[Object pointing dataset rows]
▬▬▬
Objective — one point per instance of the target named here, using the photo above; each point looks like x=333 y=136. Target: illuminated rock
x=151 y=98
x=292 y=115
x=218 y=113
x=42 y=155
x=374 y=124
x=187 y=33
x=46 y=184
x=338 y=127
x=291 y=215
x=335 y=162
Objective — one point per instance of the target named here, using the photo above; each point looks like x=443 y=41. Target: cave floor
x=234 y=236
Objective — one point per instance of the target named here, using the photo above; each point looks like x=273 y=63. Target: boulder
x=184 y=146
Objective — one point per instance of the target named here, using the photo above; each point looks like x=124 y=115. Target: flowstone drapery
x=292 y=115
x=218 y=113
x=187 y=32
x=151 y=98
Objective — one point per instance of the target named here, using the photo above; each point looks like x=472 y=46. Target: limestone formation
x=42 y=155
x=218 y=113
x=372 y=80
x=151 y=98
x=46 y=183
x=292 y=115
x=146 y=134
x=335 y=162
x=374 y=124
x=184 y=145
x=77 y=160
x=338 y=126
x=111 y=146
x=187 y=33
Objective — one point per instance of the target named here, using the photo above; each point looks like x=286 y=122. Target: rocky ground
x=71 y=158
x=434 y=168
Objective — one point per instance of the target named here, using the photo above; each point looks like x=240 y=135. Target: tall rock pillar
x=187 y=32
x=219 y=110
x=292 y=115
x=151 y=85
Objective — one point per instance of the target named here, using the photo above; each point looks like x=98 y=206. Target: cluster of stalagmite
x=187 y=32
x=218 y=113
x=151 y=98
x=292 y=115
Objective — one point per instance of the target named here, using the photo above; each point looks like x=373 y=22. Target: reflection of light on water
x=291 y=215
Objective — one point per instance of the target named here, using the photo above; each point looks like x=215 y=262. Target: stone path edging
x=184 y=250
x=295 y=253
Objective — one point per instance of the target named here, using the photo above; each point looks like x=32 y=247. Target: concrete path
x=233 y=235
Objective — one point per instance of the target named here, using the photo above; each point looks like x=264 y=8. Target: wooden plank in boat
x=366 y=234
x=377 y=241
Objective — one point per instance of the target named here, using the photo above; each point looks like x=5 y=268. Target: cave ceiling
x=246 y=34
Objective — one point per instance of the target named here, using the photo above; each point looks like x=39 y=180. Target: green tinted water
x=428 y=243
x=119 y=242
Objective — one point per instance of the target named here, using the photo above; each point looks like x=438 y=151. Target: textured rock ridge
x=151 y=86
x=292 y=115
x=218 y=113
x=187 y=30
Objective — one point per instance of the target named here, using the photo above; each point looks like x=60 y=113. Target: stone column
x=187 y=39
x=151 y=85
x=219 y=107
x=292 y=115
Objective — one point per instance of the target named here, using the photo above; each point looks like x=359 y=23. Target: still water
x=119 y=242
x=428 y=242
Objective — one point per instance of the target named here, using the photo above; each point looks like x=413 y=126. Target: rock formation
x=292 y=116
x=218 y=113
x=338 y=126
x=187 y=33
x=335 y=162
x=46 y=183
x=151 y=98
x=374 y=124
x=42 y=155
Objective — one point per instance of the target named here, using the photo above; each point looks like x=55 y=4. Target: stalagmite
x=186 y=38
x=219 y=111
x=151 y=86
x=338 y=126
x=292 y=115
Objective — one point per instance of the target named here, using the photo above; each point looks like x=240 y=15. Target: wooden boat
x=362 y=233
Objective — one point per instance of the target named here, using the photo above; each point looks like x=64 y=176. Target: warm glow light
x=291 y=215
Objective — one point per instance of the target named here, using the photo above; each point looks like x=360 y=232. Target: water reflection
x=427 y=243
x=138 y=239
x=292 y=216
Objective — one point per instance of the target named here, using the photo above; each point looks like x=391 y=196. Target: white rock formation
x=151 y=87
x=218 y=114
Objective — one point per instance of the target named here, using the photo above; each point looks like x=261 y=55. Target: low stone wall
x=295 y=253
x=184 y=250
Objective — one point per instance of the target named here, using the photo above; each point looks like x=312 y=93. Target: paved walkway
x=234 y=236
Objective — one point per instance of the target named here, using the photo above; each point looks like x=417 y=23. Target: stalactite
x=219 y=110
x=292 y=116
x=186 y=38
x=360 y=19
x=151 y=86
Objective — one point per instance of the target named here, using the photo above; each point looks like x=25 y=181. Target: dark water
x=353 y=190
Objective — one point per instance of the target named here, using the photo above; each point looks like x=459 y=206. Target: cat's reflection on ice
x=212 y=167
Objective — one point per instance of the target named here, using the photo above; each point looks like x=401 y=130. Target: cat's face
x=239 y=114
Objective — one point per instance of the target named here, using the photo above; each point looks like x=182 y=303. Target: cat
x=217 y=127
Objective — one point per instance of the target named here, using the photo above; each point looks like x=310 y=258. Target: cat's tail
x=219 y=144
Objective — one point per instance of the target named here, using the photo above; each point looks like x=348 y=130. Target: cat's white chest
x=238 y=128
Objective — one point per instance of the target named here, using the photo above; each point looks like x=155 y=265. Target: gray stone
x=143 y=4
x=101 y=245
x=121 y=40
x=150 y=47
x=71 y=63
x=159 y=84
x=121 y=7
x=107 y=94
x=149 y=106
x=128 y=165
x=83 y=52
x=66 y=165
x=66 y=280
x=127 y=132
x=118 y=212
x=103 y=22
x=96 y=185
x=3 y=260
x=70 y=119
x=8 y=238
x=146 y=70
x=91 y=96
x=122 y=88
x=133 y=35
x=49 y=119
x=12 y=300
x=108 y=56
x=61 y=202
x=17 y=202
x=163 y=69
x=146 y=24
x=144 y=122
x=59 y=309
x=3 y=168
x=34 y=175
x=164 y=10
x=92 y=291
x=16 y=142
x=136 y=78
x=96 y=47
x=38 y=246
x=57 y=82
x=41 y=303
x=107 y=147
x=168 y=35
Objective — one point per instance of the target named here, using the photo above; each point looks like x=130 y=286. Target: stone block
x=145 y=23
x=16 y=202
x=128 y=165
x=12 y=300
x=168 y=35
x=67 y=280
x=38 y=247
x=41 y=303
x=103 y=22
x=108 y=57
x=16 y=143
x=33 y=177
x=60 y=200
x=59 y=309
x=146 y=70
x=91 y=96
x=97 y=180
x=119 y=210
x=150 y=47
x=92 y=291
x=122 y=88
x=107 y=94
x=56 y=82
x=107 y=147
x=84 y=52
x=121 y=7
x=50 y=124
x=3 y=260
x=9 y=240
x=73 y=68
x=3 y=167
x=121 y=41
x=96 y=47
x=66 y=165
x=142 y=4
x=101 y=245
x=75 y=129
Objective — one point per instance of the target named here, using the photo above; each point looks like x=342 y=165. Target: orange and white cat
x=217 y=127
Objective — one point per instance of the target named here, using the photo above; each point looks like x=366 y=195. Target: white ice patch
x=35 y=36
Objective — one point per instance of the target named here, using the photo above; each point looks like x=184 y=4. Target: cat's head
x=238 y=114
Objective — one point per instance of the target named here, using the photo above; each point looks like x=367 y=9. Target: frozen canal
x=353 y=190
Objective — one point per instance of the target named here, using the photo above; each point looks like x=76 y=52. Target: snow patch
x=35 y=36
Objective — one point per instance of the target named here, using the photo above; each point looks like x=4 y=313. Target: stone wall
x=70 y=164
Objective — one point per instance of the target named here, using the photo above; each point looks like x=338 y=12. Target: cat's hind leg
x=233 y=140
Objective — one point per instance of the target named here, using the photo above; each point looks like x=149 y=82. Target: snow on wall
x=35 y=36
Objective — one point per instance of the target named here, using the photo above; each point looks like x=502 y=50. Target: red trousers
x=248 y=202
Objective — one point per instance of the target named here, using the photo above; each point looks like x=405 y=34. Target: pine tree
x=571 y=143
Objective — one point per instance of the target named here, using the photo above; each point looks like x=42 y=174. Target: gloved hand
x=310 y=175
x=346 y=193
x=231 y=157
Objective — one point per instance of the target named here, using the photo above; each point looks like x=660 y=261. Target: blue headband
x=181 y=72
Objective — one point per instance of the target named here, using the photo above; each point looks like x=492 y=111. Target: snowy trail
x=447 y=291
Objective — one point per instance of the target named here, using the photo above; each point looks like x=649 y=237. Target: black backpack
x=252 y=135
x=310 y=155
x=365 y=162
▬▬▬
### Problem to solve
Reproduce the records above verbatim, from the line containing "Target: gloved hand" through the line containing "x=447 y=291", including both of those lines.

### Exercise output
Objective — one point per instance of the target named here, using the photo above; each point looks like x=42 y=174. Target: gloved hand
x=310 y=175
x=346 y=193
x=231 y=157
Objective — one point per instance of the target named here, using the photo above; each point looks like x=660 y=261. Target: blue headband
x=181 y=72
Objective — one point per instance of the target named here, using the photo above; each point looks like x=492 y=111. Target: snowy trail
x=447 y=291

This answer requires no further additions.